• Texte source

________________________

Mais, je me permets d'insister : pour garder la pêche, il est très important que les auteurs ne confondent pas talent et travail de qualité.

Le talent n'est pas donné à tout le monde. Cela ne surgit pas du néant, cela ne s'apprend pas, cela peut seulement se peaufiner, se sublimer. Je vous mentirais en professant que chaque auteur est un génie littéraire en puissance. Il y a beaucoup d'appelés et peu d'élus, même pour le talent ordinaire. Et le plus souvent, les jeux sont faits très tôt, à cause d'un entourage plus ou moins favorisant. Il y a de magnifiques exceptions, cela dit ; mais au risque de passer pour réactionnaire, je crains qu'elles ne se raréfient aujourd'hui que l'école peine à remplir sa mission.

Peu importe : ni ce que l'on appelle talent, ni l'écriture qui semble innée – à mon avis, l'un et l'autre procèdent du « métier » acquis via de bonnes lectures – n'exonèrent l'auteur d'un minimum (parfois un maximum !) de travail consciencieux.

________________________

Entrées du jeu de données:
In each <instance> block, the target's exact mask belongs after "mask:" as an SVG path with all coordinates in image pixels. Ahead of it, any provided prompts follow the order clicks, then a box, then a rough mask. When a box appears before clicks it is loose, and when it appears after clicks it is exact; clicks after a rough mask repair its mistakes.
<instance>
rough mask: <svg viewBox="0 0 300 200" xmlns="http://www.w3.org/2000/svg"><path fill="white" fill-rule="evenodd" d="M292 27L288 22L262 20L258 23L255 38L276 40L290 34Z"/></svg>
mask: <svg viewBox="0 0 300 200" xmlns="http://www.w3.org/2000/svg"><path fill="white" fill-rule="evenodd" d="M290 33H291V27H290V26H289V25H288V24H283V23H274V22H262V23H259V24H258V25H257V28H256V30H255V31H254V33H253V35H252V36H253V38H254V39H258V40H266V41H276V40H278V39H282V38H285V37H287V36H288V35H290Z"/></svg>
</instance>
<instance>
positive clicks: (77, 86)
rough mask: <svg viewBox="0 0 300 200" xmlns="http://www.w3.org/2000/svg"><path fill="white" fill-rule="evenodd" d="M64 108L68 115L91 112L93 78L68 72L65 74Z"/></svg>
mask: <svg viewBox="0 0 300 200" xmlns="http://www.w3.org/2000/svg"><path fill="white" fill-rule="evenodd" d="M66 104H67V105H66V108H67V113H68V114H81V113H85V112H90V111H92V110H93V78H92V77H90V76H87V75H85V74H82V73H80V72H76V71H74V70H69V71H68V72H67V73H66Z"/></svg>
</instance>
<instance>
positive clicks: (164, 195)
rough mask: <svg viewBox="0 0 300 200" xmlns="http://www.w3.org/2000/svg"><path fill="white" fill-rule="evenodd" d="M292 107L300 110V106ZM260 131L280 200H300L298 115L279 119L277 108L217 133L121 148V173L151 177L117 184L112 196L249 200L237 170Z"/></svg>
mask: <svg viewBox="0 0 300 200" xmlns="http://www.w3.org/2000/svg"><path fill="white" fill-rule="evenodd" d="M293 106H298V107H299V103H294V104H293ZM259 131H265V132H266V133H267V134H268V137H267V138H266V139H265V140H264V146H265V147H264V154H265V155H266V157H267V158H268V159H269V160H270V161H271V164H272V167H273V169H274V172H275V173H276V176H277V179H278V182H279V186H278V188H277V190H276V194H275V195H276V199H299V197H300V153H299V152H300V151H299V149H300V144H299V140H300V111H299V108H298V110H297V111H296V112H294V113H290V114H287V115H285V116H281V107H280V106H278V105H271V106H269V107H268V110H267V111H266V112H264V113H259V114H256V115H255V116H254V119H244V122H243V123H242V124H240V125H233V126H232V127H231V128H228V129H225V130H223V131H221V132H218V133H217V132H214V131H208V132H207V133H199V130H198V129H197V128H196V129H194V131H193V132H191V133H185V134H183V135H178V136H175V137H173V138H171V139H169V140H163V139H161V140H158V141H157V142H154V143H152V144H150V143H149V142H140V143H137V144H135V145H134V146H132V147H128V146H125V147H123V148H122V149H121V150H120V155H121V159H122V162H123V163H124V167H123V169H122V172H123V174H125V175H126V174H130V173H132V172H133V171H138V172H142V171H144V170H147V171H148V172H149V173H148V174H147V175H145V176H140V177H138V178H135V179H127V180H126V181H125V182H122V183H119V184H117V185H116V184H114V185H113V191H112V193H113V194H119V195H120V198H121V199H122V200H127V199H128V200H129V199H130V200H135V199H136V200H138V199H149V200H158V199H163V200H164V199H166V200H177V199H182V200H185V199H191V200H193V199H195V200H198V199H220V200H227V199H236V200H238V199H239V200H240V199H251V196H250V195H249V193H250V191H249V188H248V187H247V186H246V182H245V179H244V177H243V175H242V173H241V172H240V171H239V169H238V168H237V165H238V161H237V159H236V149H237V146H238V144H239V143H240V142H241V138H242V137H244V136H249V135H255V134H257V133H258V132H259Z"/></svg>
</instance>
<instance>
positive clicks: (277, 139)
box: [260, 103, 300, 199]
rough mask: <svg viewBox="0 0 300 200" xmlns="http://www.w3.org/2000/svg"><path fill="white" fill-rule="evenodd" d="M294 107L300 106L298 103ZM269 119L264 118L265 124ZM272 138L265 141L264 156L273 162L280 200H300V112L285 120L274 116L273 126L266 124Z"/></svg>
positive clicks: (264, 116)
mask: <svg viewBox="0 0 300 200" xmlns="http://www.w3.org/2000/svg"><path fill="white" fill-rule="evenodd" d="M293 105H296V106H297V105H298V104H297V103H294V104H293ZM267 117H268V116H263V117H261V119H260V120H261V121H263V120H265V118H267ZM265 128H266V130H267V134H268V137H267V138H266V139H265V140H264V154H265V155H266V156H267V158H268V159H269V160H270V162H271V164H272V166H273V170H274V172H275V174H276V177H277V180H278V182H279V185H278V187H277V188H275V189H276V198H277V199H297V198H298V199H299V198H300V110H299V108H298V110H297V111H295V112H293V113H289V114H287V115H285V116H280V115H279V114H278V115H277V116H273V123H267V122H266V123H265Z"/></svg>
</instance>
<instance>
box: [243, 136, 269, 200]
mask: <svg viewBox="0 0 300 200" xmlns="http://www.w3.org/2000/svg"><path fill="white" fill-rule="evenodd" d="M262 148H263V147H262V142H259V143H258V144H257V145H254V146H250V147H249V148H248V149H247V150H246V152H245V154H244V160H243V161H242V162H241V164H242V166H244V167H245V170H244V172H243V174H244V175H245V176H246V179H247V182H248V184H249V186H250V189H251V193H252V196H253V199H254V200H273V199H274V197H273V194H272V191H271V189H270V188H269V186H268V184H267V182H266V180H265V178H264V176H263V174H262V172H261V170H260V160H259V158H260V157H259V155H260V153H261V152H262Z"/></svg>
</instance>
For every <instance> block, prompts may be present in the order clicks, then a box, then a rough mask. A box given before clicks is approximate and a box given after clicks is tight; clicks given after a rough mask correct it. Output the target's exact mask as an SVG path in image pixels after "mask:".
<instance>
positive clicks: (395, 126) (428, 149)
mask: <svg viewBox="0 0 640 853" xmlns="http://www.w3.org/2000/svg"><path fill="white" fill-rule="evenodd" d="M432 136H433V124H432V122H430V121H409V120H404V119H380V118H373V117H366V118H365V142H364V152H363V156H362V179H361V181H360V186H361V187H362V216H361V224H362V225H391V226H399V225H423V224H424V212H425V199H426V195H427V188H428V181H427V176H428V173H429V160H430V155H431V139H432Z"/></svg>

________________________

• Problèmes à résoudre
• A. Recopiez le passage du texte sur le talent compris entre « Mais, je me » et « remplir sa mission. », bornes incluses.
• B. Répondez à ces questions d'après le texte sur le talent :
(i) Quelles deux choses les auteurs ne doivent-ils pas confondre ?
(ii) À cause de quoi les jeux sont-ils le plus souvent faits très tôt ?
(iii) De quoi procèdent le talent et l'écriture qui semble innée, selon l'avis exprimé ?

• Liste des réponses
• A.
Mais, je me permets d'insister : pour garder la pêche, il est très important que les auteurs ne confondent pas talent et travail de qualité.

Le talent n'est pas donné à tout le monde. Cela ne surgit pas du néant, cela ne s'apprend pas, cela peut seulement se peaufiner, se sublimer. Je vous mentirais en professant que chaque auteur est un génie littéraire en puissance. Il y a beaucoup d'appelés et peu d'élus, même pour le talent ordinaire. Et le plus souvent, les jeux sont faits très tôt, à cause d'un entourage plus ou moins favorisant. Il y a de magnifiques exceptions, cela dit ; mais au risque de passer pour réactionnaire, je crains qu'elles ne se raréfient aujourd'hui que l'école peine à remplir sa mission.

• B.
(i) Le talent et le travail de qualité.
(ii) D'un entourage plus ou moins favorisant.
(iii) Du « métier » acquis via de bonnes lectures.